__SUPPLIED TEXT__:
Credential Broker & Token Vending

The Problem

The multi-agent platform had a credentials problem hiding in plain sight. Three long-lived GitHub Personal Access Tokens (PATs) were distributed across agent pods:

$GITHUB_PORTFOLIO_TOKEN — write access to the portfolio repository, injected via Vault/ESO into agent pods
$GITHUB_TOKEN — read-only access scoped to the infrastructure repo, used by agents for code search and repository operations
A dedicated PAT for the mcp-github-search MCP server — its own token for GitHub API access, separate from the agent tokens

Each of these tokens had the same fundamental problems:

Blast radius. A compromised PAT grants its full scope of permissions to whoever holds it. If an agent pod were compromised, the attacker would get persistent GitHub access that outlives the incident. PATs don’t expire on their own schedule — they last until manually revoked.

No per-repo scoping. GitHub PATs are scoped by permission type (e.g., repo, read:org), not by repository. A token that can push to the portfolio repo can also push to any other repo the user owns. The principle of least privilege is structurally impossible with PATs.

Manual rotation. Rotating a PAT means generating a new one in GitHub’s UI, updating the value in Vault, and waiting for ESO to sync the new secret to pods. This is a manual, error-prone process that happens rarely because it’s annoying — which means tokens live far longer than they should.

Scattered responsibility. Three different tokens, three different scopes, three different places to remember to rotate. The mcp-github-search server had its own PAT entirely outside the Vault-managed lifecycle, configured as a plain environment variable in its Helm chart values.

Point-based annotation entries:

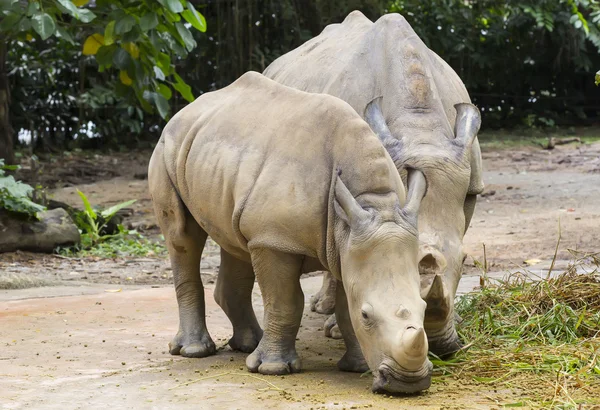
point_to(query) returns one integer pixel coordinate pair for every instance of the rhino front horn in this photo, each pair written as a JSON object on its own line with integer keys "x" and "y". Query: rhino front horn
{"x": 416, "y": 341}
{"x": 413, "y": 349}
{"x": 468, "y": 121}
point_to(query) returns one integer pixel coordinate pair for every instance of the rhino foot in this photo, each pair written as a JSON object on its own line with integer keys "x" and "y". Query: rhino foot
{"x": 355, "y": 363}
{"x": 245, "y": 341}
{"x": 275, "y": 363}
{"x": 331, "y": 328}
{"x": 192, "y": 346}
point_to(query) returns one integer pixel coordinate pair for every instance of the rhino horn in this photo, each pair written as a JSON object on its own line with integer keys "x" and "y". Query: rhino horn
{"x": 437, "y": 296}
{"x": 468, "y": 121}
{"x": 349, "y": 209}
{"x": 417, "y": 187}
{"x": 374, "y": 117}
{"x": 416, "y": 341}
{"x": 412, "y": 349}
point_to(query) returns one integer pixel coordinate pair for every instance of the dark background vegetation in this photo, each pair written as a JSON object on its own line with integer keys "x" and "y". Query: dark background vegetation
{"x": 525, "y": 63}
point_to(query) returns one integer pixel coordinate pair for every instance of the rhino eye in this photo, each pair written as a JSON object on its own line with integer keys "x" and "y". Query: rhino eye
{"x": 366, "y": 312}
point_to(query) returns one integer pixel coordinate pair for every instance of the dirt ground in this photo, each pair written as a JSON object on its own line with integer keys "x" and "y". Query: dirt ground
{"x": 98, "y": 336}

__WHAT YOU WILL DO__:
a - According to the credential broker text, how are GitHub PATs scoped?
b - Pick up the credential broker text right after its last sentence and continue it.
These entries were drawn from a separate source.

__TASK RESPONSES__:
a - By permission type (for example, repo or read:org), not by repository.

b -
The Solution

The MCP Gateway now includes a TokenBroker — a gateway-native token vending service that issues short-lived, scoped GitHub tokens on demand via a GitHub App backend. Agents request tokens for specific repositories with specific permissions, and the broker returns a token that expires in one hour.

Instead of static credentials baked into pod environments, agents make authenticated requests to:

POST /v1/tokens/github

The request specifies exactly what’s needed — which repositories and which permissions — and gets back a token scoped to precisely that. No more, no less.

Architecture

The token vending system has three components:

TokenBroker (Orchestrator)

The TokenBroker is the request handler for /v1/tokens/{service}. It receives token requests, validates them against the requesting agent’s configured capabilities, selects the appropriate backend, and returns the scoped token.

The broker doesn’t know how to generate GitHub tokens — it delegates to backends. This separation means adding support for other credential providers (GitLab, AWS STS, etc.) requires implementing a new backend, not modifying the broker.

TokenBackend Protocol

A simple interface that any credential backend must implement:

Accept a set of requested repositories and permissions
Validate that the request is fulfillable
Generate and return a scoped, time-limited token
Report the token’s TTL and actual granted permissions

The protocol is deliberately minimal. Backends handle their own authentication to the upstream provider and their own caching strategy.

GitHubAppBackend

The first (and currently only) backend. It uses a GitHub App installation to generate scoped installation tokens:

JWT Generation — The backend signs a JWT using the GitHub App’s private key (stored in Vault, injected via ESO). The JWT identifies the app and is valid for 10 minutes.
Installation Token Exchange — The JWT is exchanged via GitHub’s API for an installation access token scoped to the requested repositories and permissions.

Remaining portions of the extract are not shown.